_Instruction:_ From the line with "green grass --all-instances" through the final line, please write out the listing exactly, including both of those lines.

_Task material:_
>>>>

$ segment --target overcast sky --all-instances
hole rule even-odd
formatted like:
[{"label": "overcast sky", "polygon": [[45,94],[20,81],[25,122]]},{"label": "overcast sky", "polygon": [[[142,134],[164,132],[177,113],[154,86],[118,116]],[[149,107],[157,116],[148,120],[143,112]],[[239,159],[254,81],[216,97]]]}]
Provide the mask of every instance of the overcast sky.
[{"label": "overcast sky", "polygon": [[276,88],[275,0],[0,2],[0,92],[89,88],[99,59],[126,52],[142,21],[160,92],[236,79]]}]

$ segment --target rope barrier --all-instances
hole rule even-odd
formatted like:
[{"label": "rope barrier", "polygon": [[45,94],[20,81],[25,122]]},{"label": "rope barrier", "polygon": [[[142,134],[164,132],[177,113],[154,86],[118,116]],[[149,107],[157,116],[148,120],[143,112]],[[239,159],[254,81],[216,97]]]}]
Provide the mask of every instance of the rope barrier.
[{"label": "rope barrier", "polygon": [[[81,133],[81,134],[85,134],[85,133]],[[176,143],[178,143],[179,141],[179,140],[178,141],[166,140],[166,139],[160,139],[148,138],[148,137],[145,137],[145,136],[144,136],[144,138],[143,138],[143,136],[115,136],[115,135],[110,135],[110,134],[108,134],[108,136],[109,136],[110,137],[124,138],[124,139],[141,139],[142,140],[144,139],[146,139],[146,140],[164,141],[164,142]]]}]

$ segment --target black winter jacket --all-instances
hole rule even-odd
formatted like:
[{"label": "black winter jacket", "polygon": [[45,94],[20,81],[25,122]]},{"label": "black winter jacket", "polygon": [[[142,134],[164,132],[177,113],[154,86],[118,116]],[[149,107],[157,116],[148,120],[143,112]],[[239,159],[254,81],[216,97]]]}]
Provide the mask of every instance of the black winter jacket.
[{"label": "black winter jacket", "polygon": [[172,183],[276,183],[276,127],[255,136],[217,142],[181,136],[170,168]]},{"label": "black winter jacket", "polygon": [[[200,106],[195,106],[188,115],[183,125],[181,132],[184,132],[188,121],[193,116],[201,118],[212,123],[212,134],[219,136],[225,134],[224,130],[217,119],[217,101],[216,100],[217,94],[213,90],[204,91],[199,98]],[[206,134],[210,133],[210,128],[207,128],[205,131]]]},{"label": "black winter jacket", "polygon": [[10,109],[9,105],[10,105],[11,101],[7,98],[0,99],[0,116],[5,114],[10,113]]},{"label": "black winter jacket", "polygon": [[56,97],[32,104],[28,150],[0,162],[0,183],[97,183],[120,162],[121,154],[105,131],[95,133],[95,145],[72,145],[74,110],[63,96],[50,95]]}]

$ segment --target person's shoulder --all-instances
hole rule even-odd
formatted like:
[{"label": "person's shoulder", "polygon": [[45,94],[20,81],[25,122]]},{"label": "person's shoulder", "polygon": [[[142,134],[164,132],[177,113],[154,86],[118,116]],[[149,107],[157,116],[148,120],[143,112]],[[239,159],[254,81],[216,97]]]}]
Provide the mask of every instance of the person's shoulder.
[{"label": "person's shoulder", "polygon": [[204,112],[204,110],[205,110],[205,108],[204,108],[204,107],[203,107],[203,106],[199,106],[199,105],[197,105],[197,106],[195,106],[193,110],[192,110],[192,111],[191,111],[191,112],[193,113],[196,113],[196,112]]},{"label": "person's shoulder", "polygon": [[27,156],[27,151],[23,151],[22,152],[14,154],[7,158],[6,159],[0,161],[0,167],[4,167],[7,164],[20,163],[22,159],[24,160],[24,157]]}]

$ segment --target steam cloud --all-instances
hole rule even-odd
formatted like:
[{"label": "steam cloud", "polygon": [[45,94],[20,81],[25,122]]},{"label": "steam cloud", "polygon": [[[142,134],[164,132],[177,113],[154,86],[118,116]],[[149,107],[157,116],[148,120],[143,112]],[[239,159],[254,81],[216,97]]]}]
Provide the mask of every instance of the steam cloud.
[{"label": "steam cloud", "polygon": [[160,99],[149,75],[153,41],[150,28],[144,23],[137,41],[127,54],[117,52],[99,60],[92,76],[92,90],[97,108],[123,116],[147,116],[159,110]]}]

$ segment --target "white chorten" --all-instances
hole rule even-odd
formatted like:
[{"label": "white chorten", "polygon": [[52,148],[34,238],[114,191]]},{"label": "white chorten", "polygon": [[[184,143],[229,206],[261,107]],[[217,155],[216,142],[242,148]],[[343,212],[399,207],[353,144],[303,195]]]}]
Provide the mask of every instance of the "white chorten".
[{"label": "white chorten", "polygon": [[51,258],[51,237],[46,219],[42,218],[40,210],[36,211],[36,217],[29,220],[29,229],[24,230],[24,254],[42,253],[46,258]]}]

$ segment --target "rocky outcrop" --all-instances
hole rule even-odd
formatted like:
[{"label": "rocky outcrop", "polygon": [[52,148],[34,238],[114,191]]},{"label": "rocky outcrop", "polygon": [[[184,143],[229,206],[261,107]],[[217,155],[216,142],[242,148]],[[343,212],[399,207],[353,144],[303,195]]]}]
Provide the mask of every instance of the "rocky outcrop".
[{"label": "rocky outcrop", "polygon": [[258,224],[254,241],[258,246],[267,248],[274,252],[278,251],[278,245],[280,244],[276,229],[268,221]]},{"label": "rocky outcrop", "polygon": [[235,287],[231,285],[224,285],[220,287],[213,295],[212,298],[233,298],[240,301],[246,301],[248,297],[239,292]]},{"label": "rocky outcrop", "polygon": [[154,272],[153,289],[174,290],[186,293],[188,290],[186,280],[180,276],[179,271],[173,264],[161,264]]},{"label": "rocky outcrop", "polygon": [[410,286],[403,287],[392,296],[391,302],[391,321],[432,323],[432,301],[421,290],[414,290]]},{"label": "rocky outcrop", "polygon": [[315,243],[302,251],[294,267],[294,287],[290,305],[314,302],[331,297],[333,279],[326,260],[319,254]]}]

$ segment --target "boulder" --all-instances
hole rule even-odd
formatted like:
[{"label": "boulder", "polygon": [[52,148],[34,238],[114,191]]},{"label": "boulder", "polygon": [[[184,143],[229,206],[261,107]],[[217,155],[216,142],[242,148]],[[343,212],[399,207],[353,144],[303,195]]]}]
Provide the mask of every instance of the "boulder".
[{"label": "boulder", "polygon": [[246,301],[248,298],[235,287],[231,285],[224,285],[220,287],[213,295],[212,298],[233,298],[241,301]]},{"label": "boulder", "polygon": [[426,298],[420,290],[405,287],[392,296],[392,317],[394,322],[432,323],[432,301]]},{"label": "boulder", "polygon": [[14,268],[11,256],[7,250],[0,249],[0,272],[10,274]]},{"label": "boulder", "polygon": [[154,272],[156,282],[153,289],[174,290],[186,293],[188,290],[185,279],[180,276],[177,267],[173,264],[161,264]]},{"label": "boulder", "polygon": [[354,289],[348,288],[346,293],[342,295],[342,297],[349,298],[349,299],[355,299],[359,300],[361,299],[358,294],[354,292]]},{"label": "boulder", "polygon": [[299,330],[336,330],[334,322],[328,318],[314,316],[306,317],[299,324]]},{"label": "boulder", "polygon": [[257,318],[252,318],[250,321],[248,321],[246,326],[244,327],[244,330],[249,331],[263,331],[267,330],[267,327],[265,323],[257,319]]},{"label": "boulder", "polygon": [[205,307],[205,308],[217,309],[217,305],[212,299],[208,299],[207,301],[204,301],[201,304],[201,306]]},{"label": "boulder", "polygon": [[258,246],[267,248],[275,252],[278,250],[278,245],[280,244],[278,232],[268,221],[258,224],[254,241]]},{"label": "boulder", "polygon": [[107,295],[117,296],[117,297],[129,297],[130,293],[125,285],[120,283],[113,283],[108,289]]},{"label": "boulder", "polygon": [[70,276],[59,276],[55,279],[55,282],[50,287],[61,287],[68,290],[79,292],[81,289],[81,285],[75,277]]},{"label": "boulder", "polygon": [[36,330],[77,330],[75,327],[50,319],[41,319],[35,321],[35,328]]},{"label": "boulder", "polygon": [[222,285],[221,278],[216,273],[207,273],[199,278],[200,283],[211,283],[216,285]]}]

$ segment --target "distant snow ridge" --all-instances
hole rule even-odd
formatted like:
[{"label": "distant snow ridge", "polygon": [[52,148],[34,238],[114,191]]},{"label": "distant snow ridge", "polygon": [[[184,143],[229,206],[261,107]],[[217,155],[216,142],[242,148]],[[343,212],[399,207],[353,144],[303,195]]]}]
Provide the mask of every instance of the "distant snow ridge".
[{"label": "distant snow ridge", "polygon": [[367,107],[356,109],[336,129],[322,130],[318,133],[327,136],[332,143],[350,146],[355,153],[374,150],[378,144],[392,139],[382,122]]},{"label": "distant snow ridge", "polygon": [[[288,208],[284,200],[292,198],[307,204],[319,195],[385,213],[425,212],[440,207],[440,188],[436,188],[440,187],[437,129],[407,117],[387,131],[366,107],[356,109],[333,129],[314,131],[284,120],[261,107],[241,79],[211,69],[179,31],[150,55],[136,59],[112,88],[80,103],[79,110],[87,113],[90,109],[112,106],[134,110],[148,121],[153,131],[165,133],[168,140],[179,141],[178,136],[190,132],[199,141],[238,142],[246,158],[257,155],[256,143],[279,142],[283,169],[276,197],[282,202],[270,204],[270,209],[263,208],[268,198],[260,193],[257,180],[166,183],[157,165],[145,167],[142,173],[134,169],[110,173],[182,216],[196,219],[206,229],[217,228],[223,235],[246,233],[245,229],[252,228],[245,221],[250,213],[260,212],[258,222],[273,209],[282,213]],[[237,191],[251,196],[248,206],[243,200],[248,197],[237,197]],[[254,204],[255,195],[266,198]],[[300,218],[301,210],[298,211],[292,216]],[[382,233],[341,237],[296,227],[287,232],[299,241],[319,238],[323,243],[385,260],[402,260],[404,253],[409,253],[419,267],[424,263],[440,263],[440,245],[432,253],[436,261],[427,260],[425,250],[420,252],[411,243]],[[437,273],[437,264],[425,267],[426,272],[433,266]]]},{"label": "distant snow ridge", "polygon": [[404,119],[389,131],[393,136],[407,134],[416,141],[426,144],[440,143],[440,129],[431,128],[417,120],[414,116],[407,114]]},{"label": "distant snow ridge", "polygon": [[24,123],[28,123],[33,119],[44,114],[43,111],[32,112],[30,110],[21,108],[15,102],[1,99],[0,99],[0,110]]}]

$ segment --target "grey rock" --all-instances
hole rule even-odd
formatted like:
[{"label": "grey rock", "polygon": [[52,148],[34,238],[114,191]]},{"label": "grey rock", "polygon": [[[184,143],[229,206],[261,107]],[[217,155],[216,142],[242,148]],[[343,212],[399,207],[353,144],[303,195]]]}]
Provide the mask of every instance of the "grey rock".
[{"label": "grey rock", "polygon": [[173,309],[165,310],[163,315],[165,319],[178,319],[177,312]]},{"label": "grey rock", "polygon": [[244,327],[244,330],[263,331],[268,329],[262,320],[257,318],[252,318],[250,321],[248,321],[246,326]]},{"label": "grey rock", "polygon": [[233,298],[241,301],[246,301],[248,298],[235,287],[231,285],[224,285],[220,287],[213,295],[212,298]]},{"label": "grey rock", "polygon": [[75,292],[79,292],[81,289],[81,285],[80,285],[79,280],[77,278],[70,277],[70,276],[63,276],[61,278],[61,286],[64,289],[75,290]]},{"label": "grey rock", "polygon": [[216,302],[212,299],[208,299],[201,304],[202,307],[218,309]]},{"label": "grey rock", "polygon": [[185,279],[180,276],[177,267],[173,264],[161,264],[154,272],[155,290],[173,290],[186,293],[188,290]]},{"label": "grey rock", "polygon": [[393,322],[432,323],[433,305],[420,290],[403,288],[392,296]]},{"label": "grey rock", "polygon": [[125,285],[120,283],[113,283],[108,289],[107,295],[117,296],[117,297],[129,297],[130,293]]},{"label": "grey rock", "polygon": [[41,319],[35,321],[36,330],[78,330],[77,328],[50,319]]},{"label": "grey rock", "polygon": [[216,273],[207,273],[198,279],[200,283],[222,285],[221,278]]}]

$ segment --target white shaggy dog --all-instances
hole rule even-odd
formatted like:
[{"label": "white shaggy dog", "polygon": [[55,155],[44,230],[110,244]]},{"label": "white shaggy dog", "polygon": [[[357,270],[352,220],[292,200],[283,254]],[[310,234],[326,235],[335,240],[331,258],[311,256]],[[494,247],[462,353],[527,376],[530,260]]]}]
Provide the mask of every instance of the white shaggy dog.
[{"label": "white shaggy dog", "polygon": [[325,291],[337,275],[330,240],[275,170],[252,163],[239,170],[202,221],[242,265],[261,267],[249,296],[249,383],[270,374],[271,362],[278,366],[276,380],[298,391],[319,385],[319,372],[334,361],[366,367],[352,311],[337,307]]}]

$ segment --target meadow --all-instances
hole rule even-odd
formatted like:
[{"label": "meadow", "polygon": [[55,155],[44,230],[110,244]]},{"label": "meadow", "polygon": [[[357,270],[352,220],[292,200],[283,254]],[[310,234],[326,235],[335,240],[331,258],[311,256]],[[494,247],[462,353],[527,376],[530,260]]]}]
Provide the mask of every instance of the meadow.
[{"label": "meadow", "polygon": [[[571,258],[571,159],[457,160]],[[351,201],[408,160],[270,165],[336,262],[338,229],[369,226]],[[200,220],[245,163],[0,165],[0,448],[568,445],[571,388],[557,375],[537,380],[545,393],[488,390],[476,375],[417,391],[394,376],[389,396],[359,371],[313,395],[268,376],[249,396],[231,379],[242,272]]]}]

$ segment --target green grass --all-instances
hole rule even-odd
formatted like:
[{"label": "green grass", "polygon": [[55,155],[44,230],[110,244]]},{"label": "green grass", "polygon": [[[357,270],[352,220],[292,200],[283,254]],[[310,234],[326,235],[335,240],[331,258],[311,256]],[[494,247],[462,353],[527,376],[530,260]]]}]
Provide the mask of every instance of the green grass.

<<<<

_Answer to this task:_
$ segment --target green grass --all-instances
hole rule even-odd
formatted like:
[{"label": "green grass", "polygon": [[55,155],[44,230],[110,244]]},{"label": "green grass", "polygon": [[[357,270],[352,220],[292,200],[283,254]],[[310,234],[326,235],[335,240],[331,258],[311,256]],[[494,247],[462,353],[527,376],[530,260]]]}]
Provide the mask of every instance of the green grass.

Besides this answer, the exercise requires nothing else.